--- WHAT THE TASK ASKS ---
Reproduce all of the listing below without alteration.

┄┄┄┄┄┄┄┄┄┄

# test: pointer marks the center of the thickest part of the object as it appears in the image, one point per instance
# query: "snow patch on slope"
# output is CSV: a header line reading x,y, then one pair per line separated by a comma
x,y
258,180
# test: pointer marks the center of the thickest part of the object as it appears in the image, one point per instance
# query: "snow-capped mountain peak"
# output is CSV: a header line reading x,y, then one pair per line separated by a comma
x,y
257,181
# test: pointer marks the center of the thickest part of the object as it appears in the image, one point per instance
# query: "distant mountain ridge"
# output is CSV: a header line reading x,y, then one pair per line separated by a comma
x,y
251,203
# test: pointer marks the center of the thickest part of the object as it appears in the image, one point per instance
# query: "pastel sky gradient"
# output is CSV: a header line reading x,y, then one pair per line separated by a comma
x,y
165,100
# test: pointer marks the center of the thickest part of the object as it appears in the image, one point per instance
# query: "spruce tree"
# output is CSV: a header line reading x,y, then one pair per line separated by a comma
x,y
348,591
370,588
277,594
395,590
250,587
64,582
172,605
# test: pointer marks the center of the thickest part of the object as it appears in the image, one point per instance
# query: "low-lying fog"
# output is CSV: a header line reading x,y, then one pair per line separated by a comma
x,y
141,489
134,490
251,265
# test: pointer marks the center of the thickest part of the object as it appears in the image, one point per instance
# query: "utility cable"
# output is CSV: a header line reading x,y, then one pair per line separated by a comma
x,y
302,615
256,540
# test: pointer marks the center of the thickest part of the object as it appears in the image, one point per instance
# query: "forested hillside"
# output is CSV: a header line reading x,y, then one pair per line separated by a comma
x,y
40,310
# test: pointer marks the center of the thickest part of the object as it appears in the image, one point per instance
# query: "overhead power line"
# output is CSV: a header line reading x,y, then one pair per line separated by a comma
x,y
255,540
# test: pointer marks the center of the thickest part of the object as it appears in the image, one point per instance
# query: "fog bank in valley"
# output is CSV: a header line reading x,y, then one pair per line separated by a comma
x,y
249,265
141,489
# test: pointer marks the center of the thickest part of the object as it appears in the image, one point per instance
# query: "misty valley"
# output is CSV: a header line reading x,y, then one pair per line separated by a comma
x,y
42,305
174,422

┄┄┄┄┄┄┄┄┄┄

--- FINISHED TASK ---
# test: pointer marks the center of the thickest part of the object as it appears in the image, one point per instance
# query: "snow patch on slope"
# output is CSV: a header line reading x,y, then one pair per line separated by a comma
x,y
258,180
# test: pointer marks the center of the thickest part of the object as it appears in the image, one point per instance
# query: "snow-capped mountain peak"
# output is CSV: a header line reading x,y, then one pair per line separated by a comma
x,y
257,181
# test: pointer marks the center of the thickest part of the object as it appears in the image, one point per instance
# query: "distant mountain ridge"
# output is CSV: a header line reading x,y, then one pair per line separated by a comma
x,y
251,203
# test: pointer marks the center of the thickest part of the object as it appears in the image, one point per instance
# query: "pastel sky gradient"
# output is CSV: a header line reading x,y, then one pair per line separated by a comma
x,y
165,100
# test: pointer marks the center of the thickest part of the object as it appears in the image, one point per instance
# query: "spruce tree"
# output is CSV: a header line reading x,y, then one pair per line separated by a comma
x,y
348,591
370,588
277,594
395,590
250,587
64,582
172,605
# test: pointer marks the center of the thickest part of the object as it appears in the image, one point per instance
# query: "low-lying fog"
# output is CSV: a header line reading x,y, then one pair per line separated by a comma
x,y
141,489
134,490
251,265
# test: pointer marks the center of the thickest part of the object as it appears in the image, one point per instance
# query: "utility cable"
# output is CSV: a header line reading x,y, then one pair per line separated by a comma
x,y
302,615
256,540
# test: pointer marks the center of the thickest part of the object as it appears in the image, one point per instance
# query: "forested hillside"
# output is CSV: a header line reading x,y, then one pair per line separated by a comma
x,y
40,310
# test: pointer marks the center of the thickest part of the object as it appears in the image, one point per instance
# query: "overhead power line"
# output is CSV: a header line reading x,y, then one pair per line separated by a comma
x,y
255,540
# test: pointer marks the center of the thickest part of the object as it appears in the image, one point per instance
# query: "fog bank in valley"
# output is CSV: a header line reading x,y, then one pair per line separated by a comma
x,y
249,265
141,489
# test: pointer marks the center of the thickest part of the object as it appears in the image, one point per instance
# query: "misty valley"
# output is CSV: a header line reading x,y, then one pair per line separated by a comma
x,y
42,305
174,422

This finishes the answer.